- [PROBLEM DETAILS] Locate each line below that contains the word "trunk", and reproduce every such line in full.

- [RECORD SET]
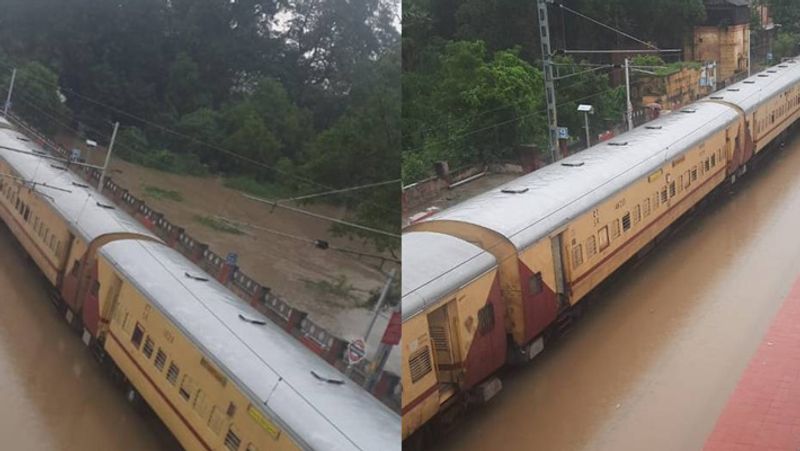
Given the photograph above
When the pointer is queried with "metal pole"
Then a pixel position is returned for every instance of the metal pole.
(629, 113)
(588, 135)
(10, 90)
(380, 303)
(101, 183)
(549, 83)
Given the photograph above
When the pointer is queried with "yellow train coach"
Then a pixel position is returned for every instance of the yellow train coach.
(557, 233)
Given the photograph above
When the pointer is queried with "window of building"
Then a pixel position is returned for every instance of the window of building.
(486, 319)
(172, 373)
(161, 360)
(138, 334)
(603, 237)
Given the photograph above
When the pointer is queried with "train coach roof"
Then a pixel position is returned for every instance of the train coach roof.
(751, 92)
(78, 205)
(435, 265)
(268, 363)
(531, 207)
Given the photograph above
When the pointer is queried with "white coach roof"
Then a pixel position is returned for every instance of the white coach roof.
(435, 265)
(89, 214)
(272, 367)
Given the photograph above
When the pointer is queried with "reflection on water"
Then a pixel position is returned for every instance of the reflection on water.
(54, 396)
(652, 363)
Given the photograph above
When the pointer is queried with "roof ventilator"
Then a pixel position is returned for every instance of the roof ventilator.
(514, 190)
(197, 278)
(257, 322)
(327, 379)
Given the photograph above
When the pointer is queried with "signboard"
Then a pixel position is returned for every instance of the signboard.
(393, 331)
(356, 351)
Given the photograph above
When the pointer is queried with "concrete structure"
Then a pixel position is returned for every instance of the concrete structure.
(724, 37)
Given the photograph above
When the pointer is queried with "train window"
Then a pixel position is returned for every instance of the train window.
(172, 373)
(232, 441)
(138, 334)
(603, 236)
(615, 232)
(149, 344)
(486, 319)
(577, 255)
(591, 247)
(419, 364)
(186, 387)
(535, 284)
(161, 359)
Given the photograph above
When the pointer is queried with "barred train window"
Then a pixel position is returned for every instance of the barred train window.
(591, 247)
(626, 222)
(232, 441)
(172, 373)
(161, 360)
(486, 319)
(535, 284)
(603, 236)
(419, 364)
(577, 255)
(138, 333)
(147, 350)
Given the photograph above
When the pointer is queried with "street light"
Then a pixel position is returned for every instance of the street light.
(587, 110)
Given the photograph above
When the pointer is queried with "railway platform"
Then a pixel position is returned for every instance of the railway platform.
(763, 412)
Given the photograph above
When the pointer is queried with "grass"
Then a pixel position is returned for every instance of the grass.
(218, 225)
(252, 186)
(163, 194)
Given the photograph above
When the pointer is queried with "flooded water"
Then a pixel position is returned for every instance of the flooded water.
(54, 396)
(652, 363)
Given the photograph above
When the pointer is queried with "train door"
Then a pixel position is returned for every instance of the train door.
(442, 325)
(557, 244)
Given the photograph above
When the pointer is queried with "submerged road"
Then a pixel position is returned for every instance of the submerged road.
(53, 394)
(651, 364)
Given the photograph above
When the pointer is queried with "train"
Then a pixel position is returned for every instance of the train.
(491, 281)
(217, 373)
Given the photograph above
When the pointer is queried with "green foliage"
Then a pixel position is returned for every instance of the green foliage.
(464, 89)
(786, 45)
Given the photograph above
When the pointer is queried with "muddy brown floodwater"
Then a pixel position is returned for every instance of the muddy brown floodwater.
(653, 361)
(53, 394)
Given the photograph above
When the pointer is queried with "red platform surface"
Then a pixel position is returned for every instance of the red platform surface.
(763, 413)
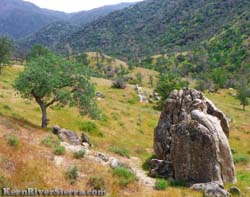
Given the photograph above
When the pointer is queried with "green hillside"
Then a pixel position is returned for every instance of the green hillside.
(154, 27)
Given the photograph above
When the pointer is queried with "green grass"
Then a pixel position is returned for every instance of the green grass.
(91, 128)
(125, 176)
(240, 158)
(50, 141)
(72, 174)
(12, 140)
(161, 184)
(97, 183)
(120, 151)
(79, 154)
(59, 150)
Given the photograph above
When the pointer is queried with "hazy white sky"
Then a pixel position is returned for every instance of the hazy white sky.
(75, 5)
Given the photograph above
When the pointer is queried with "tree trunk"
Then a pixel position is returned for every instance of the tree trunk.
(44, 116)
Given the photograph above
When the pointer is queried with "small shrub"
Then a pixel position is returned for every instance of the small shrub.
(50, 142)
(79, 154)
(72, 175)
(240, 158)
(120, 151)
(133, 101)
(146, 164)
(59, 150)
(125, 175)
(7, 107)
(97, 183)
(119, 84)
(178, 183)
(12, 140)
(91, 128)
(4, 183)
(243, 176)
(161, 184)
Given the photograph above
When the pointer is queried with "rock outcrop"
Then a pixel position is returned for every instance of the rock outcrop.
(191, 139)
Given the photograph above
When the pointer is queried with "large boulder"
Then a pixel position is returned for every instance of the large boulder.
(191, 137)
(67, 135)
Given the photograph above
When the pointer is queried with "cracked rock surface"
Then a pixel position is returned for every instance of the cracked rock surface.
(191, 139)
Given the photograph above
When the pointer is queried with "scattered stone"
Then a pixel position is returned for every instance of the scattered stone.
(58, 160)
(67, 135)
(102, 157)
(85, 139)
(142, 98)
(211, 189)
(73, 148)
(138, 88)
(192, 136)
(100, 95)
(160, 168)
(114, 163)
(235, 191)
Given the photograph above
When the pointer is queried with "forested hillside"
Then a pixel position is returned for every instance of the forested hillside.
(220, 62)
(156, 26)
(19, 18)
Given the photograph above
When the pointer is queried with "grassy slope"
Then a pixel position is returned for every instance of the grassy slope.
(128, 124)
(240, 133)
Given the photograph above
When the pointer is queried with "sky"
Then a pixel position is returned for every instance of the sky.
(75, 5)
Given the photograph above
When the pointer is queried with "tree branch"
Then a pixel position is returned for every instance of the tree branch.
(51, 102)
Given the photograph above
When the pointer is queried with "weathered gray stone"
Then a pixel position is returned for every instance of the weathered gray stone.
(192, 136)
(235, 191)
(160, 168)
(67, 135)
(85, 139)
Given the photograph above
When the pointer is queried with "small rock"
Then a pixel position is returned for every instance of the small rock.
(66, 135)
(56, 129)
(100, 95)
(73, 148)
(114, 163)
(102, 157)
(235, 191)
(85, 139)
(58, 160)
(212, 189)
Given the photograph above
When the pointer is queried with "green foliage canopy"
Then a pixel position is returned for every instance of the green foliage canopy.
(52, 80)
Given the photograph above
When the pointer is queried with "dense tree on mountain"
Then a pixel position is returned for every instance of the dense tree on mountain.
(4, 51)
(168, 82)
(37, 51)
(52, 80)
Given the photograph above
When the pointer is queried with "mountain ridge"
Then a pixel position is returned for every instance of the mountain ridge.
(19, 18)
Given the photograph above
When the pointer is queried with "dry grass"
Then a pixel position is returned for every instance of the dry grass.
(126, 125)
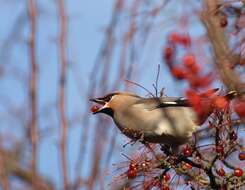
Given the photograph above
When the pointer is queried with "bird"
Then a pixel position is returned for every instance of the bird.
(165, 120)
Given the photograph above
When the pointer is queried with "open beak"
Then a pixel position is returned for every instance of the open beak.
(100, 101)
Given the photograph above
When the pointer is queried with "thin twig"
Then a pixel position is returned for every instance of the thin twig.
(62, 94)
(33, 87)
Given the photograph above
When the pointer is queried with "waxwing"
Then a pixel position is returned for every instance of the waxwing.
(164, 120)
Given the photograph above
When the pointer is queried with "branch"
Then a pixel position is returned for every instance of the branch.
(33, 86)
(62, 88)
(223, 56)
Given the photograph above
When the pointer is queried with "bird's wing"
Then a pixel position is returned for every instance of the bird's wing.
(155, 103)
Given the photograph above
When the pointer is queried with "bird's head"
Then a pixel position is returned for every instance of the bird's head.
(114, 101)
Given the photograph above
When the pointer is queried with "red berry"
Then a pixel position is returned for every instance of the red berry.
(221, 172)
(132, 173)
(187, 166)
(189, 60)
(168, 54)
(187, 151)
(220, 149)
(238, 172)
(242, 156)
(174, 37)
(185, 40)
(165, 188)
(233, 136)
(132, 166)
(240, 108)
(223, 21)
(166, 177)
(220, 102)
(178, 73)
(94, 108)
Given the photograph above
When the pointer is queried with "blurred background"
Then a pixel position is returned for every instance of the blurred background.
(54, 56)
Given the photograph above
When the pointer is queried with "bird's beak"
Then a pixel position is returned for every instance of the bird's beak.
(100, 101)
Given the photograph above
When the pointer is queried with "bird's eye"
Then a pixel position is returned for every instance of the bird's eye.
(108, 97)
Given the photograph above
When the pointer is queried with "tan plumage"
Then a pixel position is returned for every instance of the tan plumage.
(157, 120)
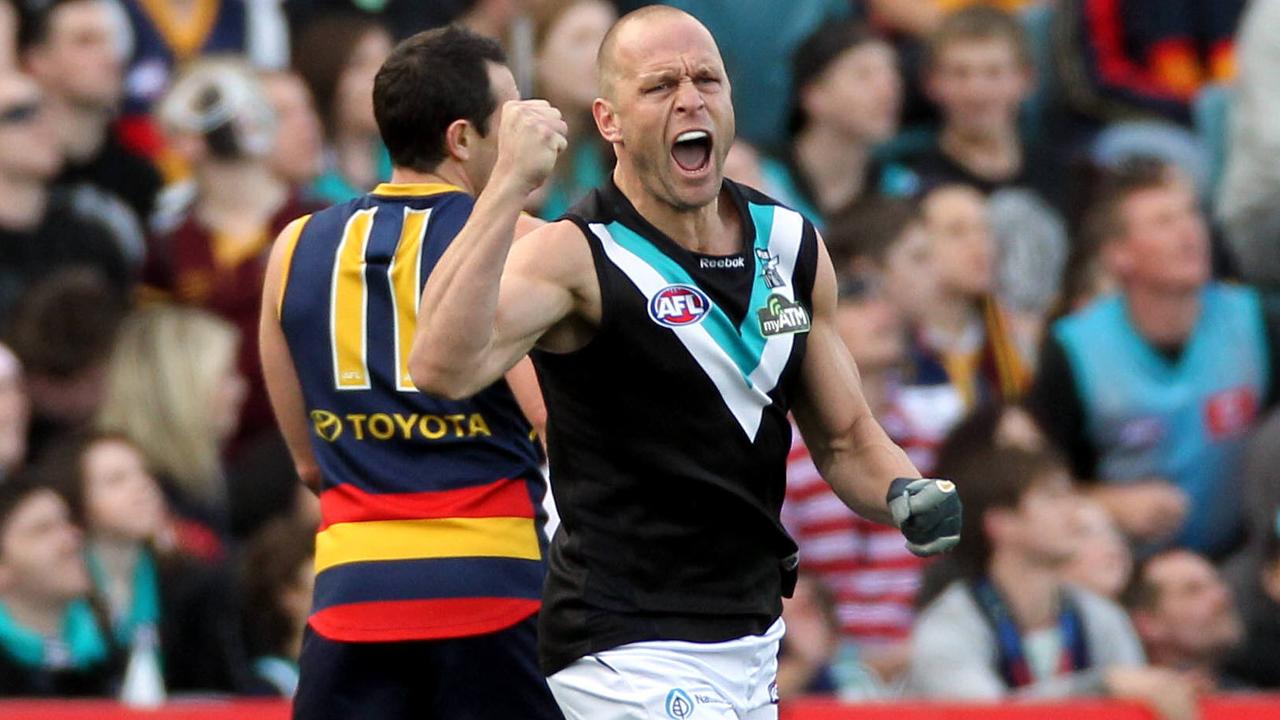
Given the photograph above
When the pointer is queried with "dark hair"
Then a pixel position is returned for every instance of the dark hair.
(321, 53)
(816, 54)
(978, 23)
(13, 492)
(988, 475)
(36, 21)
(1104, 220)
(426, 83)
(65, 323)
(62, 468)
(270, 563)
(869, 228)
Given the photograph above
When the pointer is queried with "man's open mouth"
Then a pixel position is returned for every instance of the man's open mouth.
(693, 150)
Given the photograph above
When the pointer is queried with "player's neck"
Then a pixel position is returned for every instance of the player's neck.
(24, 201)
(446, 173)
(835, 167)
(1162, 317)
(81, 131)
(711, 229)
(1031, 589)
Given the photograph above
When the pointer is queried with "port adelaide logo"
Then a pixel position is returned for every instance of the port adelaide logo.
(679, 305)
(781, 317)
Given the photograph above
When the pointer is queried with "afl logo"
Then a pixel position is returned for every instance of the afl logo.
(677, 305)
(327, 424)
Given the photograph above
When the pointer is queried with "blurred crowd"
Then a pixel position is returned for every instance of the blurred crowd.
(1056, 231)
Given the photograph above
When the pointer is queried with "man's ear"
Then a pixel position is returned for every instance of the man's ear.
(607, 121)
(458, 139)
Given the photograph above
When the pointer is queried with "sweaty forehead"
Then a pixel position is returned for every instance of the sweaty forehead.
(663, 41)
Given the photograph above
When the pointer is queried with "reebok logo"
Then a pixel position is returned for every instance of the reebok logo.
(721, 263)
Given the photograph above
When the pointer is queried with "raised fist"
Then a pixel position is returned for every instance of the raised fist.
(531, 136)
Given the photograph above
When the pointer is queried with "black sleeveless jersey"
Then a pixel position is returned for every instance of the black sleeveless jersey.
(668, 432)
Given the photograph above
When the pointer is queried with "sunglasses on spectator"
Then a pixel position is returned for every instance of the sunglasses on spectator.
(19, 113)
(859, 287)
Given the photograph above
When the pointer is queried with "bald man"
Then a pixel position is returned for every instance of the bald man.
(675, 319)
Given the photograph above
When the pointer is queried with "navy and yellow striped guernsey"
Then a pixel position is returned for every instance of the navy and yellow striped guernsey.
(432, 509)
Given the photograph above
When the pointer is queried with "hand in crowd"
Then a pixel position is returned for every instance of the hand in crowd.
(533, 136)
(1170, 693)
(1147, 510)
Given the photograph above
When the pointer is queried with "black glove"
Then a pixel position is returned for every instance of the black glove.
(928, 514)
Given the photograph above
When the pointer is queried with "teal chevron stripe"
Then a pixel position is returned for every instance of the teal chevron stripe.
(745, 354)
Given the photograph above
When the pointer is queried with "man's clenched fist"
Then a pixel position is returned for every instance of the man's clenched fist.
(531, 136)
(928, 514)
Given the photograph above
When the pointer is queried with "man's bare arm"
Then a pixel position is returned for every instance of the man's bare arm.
(865, 469)
(850, 449)
(478, 317)
(278, 370)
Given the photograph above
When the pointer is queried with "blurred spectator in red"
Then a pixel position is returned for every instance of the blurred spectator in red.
(14, 414)
(1185, 616)
(1102, 561)
(213, 254)
(72, 48)
(338, 57)
(297, 153)
(278, 577)
(566, 35)
(1256, 662)
(51, 641)
(1011, 627)
(1246, 201)
(872, 574)
(174, 615)
(1121, 59)
(846, 95)
(63, 331)
(173, 388)
(965, 351)
(39, 229)
(165, 35)
(1152, 392)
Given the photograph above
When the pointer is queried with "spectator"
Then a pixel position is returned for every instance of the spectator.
(173, 390)
(278, 577)
(39, 231)
(566, 35)
(73, 50)
(14, 414)
(51, 641)
(1143, 58)
(214, 254)
(1256, 662)
(338, 57)
(167, 609)
(63, 332)
(1185, 616)
(1102, 561)
(297, 151)
(964, 342)
(167, 35)
(1152, 392)
(1011, 627)
(1246, 199)
(872, 575)
(922, 17)
(846, 94)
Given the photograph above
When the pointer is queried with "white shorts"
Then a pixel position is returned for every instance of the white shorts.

- [EXPECTED OUTPUT]
When the pointer is queried with "tree trunk"
Then a pixel position is returned for every instance of the tree trunk.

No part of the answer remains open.